## START Data for this task

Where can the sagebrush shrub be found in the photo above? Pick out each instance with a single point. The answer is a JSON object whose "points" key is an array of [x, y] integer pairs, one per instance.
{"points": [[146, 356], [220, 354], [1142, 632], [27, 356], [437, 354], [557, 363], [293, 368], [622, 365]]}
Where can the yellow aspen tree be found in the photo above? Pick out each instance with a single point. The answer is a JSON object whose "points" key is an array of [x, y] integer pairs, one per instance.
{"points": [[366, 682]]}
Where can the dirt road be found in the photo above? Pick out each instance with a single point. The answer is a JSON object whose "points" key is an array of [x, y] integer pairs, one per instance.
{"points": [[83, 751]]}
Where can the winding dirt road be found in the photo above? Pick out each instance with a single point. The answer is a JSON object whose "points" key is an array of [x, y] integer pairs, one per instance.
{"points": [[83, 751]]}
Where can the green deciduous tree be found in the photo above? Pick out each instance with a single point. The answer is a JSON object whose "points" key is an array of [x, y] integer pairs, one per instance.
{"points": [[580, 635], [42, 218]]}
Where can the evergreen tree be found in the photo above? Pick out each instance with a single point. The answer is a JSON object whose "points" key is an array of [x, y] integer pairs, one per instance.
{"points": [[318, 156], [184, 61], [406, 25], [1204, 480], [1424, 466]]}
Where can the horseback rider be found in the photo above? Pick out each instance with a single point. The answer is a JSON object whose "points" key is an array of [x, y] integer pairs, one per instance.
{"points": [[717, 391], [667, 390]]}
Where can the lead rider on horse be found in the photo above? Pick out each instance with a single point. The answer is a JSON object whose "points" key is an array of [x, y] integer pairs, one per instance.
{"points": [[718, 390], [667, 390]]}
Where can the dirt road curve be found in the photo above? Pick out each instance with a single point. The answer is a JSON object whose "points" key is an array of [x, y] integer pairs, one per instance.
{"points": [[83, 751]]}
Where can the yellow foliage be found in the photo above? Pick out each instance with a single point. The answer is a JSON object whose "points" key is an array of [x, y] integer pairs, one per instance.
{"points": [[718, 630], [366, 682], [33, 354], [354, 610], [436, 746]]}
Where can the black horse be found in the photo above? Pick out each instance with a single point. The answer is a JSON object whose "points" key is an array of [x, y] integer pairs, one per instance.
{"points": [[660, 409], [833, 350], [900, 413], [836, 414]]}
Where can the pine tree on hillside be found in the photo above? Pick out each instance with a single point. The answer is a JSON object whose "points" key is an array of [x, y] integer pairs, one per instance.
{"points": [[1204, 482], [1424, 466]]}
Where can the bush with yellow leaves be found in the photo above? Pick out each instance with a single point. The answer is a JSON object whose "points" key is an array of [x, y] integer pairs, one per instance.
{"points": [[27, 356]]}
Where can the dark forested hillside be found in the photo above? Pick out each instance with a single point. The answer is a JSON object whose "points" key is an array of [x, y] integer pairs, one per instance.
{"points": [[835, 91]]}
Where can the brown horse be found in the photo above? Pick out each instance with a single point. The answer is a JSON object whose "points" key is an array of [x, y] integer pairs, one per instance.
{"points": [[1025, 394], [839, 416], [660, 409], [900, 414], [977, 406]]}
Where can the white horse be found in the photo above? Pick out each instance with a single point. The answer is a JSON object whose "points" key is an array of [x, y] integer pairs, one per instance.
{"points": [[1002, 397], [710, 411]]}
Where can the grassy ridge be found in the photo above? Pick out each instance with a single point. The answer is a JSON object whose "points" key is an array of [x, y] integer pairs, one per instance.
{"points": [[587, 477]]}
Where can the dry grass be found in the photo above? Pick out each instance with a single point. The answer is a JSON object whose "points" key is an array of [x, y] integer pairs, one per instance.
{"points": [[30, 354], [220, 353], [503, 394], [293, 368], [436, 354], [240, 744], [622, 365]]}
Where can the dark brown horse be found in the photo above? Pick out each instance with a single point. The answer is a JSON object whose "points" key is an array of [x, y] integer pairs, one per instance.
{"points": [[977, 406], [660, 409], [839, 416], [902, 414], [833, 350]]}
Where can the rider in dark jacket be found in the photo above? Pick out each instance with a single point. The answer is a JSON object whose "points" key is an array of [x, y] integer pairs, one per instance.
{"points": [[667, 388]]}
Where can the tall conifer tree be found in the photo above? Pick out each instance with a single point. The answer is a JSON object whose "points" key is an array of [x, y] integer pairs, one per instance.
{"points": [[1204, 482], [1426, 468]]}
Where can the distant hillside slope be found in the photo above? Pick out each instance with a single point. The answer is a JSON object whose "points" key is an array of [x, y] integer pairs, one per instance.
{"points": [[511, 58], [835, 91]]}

## END Data for this task

* Challenge *
Give back every one of the records above word for word, in the same order.

* Result below *
Where can the sagebrush shrub be found in the photo above? Pick out each instance with a single point. The answer is a JSON object whose "points" key is an array of [x, y] integer pairs, one per instance.
{"points": [[146, 356], [220, 354], [1142, 632], [27, 356], [437, 354], [557, 363], [293, 368], [622, 365]]}
Where can the yellow aspen tree be found in the photo above? Pick out each instance with a single point. The answer is a JSON object whose "points" key is an array of [x, y] integer pairs, one per instance.
{"points": [[366, 682]]}
Where can the dirt road be found in the photo above? Pick out each instance with a single point. The answer is a JSON object whose "points" key is an array of [x, y] integer pairs, one per instance.
{"points": [[83, 751]]}
Where can the winding dirt road be found in the photo above? Pick out each instance with a single point. The answer is a JSON object whose "points" key is an array of [x, y] integer pairs, one per instance.
{"points": [[83, 751]]}
Where can the green deciduous tree be found in the photo above? Pick out each instance with a single point. The answer is a JSON object whose "points" key is an array of [x, y] integer pairs, one per instance.
{"points": [[580, 635], [42, 218]]}
Where can the evergreen tree be found in the photo above? Pick out each instance with a single point. The answer is a JSON object whose "points" key is an array of [x, y] integer pairs, one per instance.
{"points": [[318, 156], [184, 61], [406, 25], [1204, 480], [1424, 466]]}
Where can the horseback rider be found in the photo above? Pick out each instance with a single point. The answer is a JSON object whose "points" key is an array of [x, y] integer pairs, one per instance.
{"points": [[717, 391], [667, 390]]}
Where can the lead rider on horse be found in the photo above? Pick out each instance with a single point. The answer is a JSON object whose "points" key is an array of [x, y] integer pairs, one per instance.
{"points": [[718, 390], [667, 390]]}
Where can the dirt road curve be found in the photo above? Pick out each instance with a single point. The answer is a JSON object whose "points" key is an array of [x, y] integer pairs, one per instance.
{"points": [[83, 751]]}
Where can the yellow foliage be found in the photo above? Pick out each instance with a single point. The answer is a JSON object whose "points" key is an array of [x, y] integer pairs, one per instance.
{"points": [[718, 630], [366, 682], [33, 354], [354, 610], [436, 746]]}
Where can the black horse be found in the photo above? Pick out each instance with a single point. The answer is a JSON object whose "points" key is an array of [x, y] integer pairs, one per instance.
{"points": [[660, 409], [833, 350], [900, 413], [836, 414]]}
Where can the pine tree on hillside be found in the photo above? Pick out each instance with a single point. The answer is a JSON object whose "points" key is an array of [x, y] integer pairs, one per instance.
{"points": [[1204, 482], [1424, 466]]}
Where can the bush with yellow leaves be found in the photo above? Pick out each instance with a single point. The answer is a JSON object whose "points" key is an array of [x, y] integer pairs, one per instance.
{"points": [[27, 356]]}
Where can the dark forested hillside be found in the photo above? Pick out each instance with a single point. The answer is a JSON object whose "points" key is an array of [x, y] integer pairs, one per instance.
{"points": [[835, 91]]}
Where can the brown horse be found in the photo above? Pick out each instance with a single point. The answer is a JSON object whose "points" key is an array of [x, y] integer pairs, one per instance.
{"points": [[1025, 394], [839, 416], [660, 409], [900, 414], [977, 406]]}
Where can the white horse be found in the photo above? Pick out each instance with a single point. The answer is a JSON object whose "points" key is an array of [x, y] integer pairs, one per instance.
{"points": [[1002, 397], [710, 411]]}
Where can the grassy ridge be found in the photo above? Pick out each instance with a single point. The answer is a JSON object whose "points" key is an array of [x, y] integer pairs, one per instance.
{"points": [[587, 477]]}
Where can the dry grass be found in the photo above? Pick out each instance with a single point. The answer is a JSON object whose "points" key is an array of [x, y] integer pairs, one per instance.
{"points": [[30, 354], [220, 353], [503, 394], [293, 368], [436, 354], [240, 744], [622, 365]]}
Where can the dark brown horse be found in the photo above? Pick out each instance with a single point. The answer is a JSON object whose "points" key is an array of [x, y] integer pairs, one per instance.
{"points": [[977, 406], [660, 409], [839, 416], [902, 414], [833, 350]]}
Where can the rider in dark jacket be found in the photo above? Pick out each instance with a single point. The answer is a JSON object whose "points" key is an array of [x, y] integer pairs, one per instance.
{"points": [[667, 388]]}
Where can the tall conifer tree be found in the photo above? Pick out each instance with a single point. The answer is a JSON object whose "points" key is an array of [x, y] integer pairs, one per instance.
{"points": [[1204, 482], [1426, 468]]}
Where can the distant hillside slope be found in the photo above? Pick out each instance with a single point. The answer is a JSON object whose "points" key is an array of [x, y] integer pairs, one per instance.
{"points": [[511, 58], [835, 91]]}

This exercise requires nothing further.